- Goal
Copy out, word for word, the lines of the records starting at the line that contains "Locate every stone" and ending at the line that contains "201 83 312 116", including both of those lines.

- Listed entries
* * *

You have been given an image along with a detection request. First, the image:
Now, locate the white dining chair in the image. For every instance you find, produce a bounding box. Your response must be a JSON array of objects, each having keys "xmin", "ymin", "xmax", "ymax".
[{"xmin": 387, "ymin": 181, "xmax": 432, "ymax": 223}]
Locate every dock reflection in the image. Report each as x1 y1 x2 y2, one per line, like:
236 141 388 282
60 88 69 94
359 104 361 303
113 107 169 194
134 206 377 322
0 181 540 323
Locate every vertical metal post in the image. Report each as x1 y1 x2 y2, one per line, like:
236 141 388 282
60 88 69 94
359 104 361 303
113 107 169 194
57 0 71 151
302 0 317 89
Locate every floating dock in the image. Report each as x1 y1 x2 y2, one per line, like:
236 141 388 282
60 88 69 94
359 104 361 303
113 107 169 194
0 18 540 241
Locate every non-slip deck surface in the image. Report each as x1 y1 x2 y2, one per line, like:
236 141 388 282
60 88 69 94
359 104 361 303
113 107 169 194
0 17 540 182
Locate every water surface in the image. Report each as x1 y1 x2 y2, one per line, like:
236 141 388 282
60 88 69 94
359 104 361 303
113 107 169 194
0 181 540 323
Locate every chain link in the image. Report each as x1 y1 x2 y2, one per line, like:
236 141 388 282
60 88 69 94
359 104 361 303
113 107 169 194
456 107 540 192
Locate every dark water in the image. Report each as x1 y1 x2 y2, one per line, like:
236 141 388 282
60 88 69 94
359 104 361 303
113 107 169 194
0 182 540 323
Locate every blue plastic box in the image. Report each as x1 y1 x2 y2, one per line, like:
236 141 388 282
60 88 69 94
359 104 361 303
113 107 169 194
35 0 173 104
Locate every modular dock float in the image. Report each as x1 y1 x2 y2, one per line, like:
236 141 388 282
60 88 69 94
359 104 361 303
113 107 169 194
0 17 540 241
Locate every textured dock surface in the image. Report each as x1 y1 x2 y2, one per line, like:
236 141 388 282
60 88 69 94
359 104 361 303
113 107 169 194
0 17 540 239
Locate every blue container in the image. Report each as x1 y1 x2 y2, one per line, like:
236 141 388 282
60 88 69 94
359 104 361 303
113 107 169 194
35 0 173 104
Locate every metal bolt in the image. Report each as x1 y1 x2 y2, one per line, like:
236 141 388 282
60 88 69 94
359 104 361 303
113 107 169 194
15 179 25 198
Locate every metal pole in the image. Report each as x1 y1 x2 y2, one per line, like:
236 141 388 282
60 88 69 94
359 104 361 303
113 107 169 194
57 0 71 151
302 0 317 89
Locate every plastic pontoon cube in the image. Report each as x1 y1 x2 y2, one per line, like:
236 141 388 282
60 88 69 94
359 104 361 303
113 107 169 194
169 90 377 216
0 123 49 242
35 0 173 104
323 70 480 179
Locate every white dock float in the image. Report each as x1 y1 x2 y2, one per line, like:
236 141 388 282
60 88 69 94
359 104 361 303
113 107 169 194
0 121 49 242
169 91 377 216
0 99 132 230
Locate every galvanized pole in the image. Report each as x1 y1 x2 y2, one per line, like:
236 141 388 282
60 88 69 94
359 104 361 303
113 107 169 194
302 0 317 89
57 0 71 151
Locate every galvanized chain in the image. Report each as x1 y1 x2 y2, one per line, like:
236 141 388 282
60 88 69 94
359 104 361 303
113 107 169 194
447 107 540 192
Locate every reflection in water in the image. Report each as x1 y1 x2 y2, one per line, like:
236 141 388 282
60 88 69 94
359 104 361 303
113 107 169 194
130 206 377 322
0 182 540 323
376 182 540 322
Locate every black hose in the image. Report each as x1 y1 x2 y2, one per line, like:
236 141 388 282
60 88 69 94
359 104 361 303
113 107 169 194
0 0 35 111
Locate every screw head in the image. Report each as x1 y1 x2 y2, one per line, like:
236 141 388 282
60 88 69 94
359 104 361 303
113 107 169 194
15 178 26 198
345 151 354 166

* * *

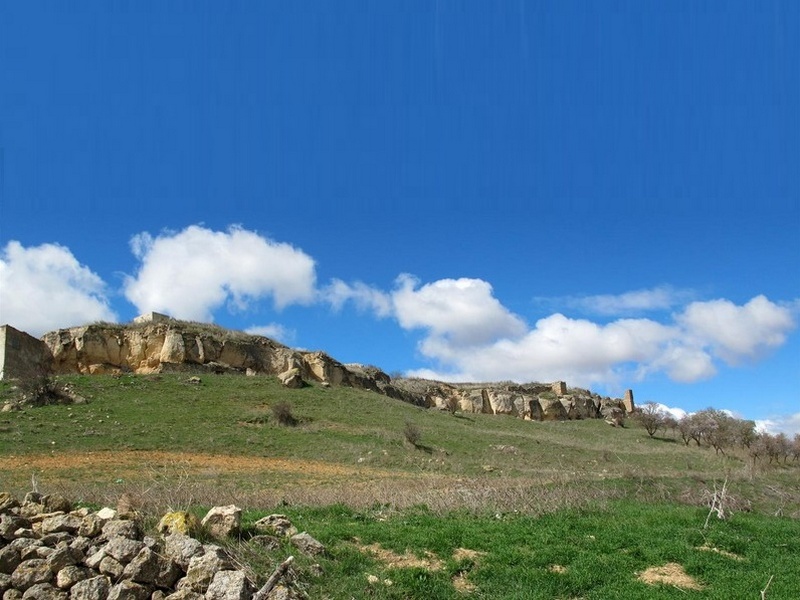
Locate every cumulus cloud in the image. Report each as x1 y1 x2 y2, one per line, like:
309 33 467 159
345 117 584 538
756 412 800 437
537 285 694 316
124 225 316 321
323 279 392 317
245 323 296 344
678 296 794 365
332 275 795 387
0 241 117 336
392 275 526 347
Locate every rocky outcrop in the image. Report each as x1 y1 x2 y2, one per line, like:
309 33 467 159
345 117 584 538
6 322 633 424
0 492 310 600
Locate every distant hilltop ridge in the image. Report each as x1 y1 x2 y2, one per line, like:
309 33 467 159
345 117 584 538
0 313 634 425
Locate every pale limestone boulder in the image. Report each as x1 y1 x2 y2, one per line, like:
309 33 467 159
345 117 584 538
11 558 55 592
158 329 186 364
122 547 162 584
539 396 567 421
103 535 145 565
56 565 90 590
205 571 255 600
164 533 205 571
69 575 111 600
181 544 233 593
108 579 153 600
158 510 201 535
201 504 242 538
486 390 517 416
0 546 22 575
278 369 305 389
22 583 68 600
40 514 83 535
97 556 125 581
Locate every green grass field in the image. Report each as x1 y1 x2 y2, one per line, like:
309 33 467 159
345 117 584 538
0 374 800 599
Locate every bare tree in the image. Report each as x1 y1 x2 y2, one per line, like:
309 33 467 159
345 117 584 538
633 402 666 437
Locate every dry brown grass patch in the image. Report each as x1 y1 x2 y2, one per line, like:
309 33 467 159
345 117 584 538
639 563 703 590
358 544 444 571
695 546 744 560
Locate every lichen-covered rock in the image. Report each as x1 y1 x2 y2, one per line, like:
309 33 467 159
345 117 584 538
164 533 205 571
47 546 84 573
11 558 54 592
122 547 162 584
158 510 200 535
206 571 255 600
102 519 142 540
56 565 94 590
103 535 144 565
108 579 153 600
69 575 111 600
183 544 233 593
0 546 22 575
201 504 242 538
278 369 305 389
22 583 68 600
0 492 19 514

* * *

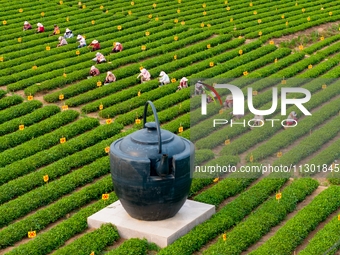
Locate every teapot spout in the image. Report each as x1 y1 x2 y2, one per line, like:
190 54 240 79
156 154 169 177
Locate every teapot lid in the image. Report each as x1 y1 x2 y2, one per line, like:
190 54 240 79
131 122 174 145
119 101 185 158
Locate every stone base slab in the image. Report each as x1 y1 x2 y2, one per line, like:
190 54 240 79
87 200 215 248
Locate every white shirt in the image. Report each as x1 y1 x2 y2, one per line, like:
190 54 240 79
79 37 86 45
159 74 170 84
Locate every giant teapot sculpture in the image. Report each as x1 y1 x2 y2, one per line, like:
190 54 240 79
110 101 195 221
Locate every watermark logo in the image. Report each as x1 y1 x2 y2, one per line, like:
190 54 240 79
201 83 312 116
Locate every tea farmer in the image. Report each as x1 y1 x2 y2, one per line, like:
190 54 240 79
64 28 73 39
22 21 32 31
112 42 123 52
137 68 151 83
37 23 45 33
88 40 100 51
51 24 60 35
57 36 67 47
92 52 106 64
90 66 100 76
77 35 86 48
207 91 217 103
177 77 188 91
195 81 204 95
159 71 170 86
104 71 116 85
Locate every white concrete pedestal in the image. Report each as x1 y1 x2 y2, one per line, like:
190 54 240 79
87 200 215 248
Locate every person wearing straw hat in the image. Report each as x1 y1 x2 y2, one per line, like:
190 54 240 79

* * *

- Response
Locate every stone base slab in the image. Report each as x1 y1 x2 y2, one per line, like:
190 54 240 79
87 200 215 248
Locate every white shirt in the image. Report each as x1 y1 x2 y2, one per line, like:
190 54 240 79
79 37 86 45
159 74 170 84
Locate every giant teapot sculpture in the image. Report each as x1 y1 x2 y2, one per line, like:
190 54 240 79
110 101 195 221
Locate every watermark logo in the image. Report each as x1 y1 x2 y2, one per line, like:
190 54 240 79
201 83 312 116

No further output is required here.